*INSTRUCTIONS TO FOLLOW*.
Please retype every entry as written, and keep the pictures out.

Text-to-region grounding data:

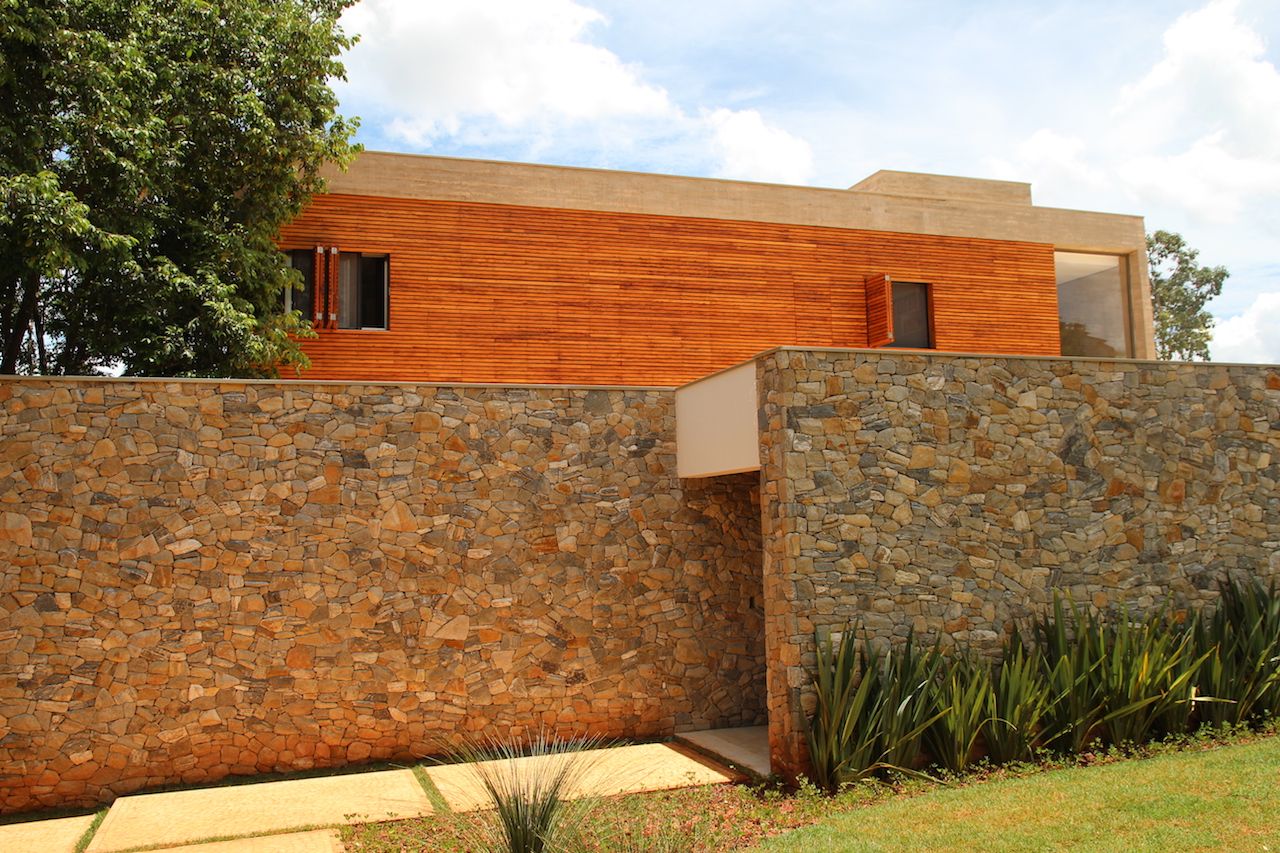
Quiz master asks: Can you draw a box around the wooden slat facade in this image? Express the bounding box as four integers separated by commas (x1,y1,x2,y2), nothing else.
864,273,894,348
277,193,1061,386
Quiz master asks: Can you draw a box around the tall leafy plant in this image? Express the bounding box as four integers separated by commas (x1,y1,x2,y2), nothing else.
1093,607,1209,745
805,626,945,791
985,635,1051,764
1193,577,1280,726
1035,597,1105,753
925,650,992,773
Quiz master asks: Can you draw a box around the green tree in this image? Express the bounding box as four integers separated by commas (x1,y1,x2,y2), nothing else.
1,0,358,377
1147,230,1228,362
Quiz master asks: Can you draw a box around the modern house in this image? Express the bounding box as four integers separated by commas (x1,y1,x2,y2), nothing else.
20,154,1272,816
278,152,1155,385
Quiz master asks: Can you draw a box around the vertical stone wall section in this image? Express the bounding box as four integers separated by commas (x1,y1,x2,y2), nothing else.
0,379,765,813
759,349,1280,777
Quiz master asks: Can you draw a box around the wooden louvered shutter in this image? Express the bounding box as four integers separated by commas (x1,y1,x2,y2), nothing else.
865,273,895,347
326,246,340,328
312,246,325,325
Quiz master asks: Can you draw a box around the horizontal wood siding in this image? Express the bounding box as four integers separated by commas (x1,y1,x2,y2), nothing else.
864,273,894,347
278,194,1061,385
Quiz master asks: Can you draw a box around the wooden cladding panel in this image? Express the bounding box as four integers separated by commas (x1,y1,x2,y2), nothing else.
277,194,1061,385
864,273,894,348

*EXPECTED ANSWER*.
Quiz master asks: Can you draw a box around the wooden slat facade in this image? Express the bounding box as four integers separated by commas (x1,y1,x2,y2), nothing else.
864,273,894,348
277,193,1061,386
Quiz master asks: Can you draw a box around the tall leafy plant in this image? Express the bounding box as four integers separated by commas (x1,y1,x2,y2), nothing else.
1093,607,1209,745
805,626,945,791
985,635,1051,764
1193,577,1280,726
1035,597,1105,753
925,650,992,773
Quiz master asks: Can you draw a box around the green tree in this image? Express the bounding box as four integers separated by commas (x1,y1,x2,y2), nothing else.
1,0,358,377
1147,230,1228,362
Quiz master asks: Can you draw a box around the modern house in this image? Express the bounding box as four integers separated by commas (x1,y1,x2,y2), nothing else.
20,154,1272,816
278,152,1155,385
Quiz master asks: Can you draw a box around the vertical stone wall section in this image? Express the bounding box as four integers separated by commas (x1,y1,x2,y2), nothing else.
0,379,765,813
759,349,1280,777
Quiz master asks: Can you draw a box around the wooden louvered shutter in this image? Express the bounding box as four integers separated by commas (x1,y1,x2,y2), nothing else.
865,273,895,347
326,246,340,328
312,246,325,325
Quiz master asks: Can you draw a box around the horizontal wood siding in this image? Express the bounding box as four integers separated by commas (x1,y1,x2,y2), nothing else.
864,273,894,347
278,194,1061,385
Quiz master asks: Can you draw a box around the wooden cladding panel in this image? Express the bounding box as four integers separated by commas (x1,y1,x2,y2), nothing else.
277,194,1061,385
864,273,894,348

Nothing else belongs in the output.